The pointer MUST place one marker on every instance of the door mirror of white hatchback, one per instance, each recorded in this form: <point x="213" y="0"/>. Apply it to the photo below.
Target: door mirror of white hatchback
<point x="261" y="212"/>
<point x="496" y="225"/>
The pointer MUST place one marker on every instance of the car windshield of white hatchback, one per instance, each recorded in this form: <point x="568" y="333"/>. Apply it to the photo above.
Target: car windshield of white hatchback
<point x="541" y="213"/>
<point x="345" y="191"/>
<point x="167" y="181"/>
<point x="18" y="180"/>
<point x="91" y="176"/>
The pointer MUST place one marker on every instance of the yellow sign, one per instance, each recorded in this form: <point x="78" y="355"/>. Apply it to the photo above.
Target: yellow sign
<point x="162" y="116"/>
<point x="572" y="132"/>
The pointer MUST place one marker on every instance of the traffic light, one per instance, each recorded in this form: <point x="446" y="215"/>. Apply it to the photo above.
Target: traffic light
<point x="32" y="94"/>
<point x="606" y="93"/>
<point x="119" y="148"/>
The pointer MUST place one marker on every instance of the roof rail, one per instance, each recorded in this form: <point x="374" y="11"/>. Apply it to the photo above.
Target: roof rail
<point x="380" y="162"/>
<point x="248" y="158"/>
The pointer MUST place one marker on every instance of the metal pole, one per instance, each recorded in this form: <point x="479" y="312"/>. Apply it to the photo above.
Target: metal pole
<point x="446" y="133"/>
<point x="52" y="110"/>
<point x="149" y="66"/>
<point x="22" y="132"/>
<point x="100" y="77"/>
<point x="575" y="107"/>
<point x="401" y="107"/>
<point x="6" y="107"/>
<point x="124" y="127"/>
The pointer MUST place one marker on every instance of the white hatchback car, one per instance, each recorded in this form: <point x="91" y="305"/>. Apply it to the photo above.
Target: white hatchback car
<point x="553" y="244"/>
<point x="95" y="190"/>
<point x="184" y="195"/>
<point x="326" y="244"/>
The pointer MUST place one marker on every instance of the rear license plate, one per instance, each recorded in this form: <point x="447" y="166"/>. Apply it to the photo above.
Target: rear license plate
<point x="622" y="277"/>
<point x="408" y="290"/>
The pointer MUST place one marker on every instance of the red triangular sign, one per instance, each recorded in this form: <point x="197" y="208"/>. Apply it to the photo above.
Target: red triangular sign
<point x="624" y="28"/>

PROMPT: Repeat exactly the lines above from the line that contains "of the white" through the end. Include both of these ends; leave out everything else.

RESULT OF THIS EXERCISE:
The pointer MUST place one marker on every instance of the white hatchback car, one per instance, each recorded in this form: <point x="91" y="305"/>. Apply it to the photo above.
Target: white hatchback car
<point x="553" y="244"/>
<point x="95" y="190"/>
<point x="184" y="195"/>
<point x="326" y="244"/>
The pointer MUST place one marker on every instance of the rear license plate, one per instance, each recorded in this form: <point x="447" y="166"/>. Apply it to the photo above.
Target: rear license plate
<point x="622" y="277"/>
<point x="408" y="290"/>
The pointer MUST place one marker on every instance of the red triangular sign, one per instance, each recorded in this form: <point x="197" y="208"/>. Apply it to the photo above.
Target: red triangular sign
<point x="624" y="28"/>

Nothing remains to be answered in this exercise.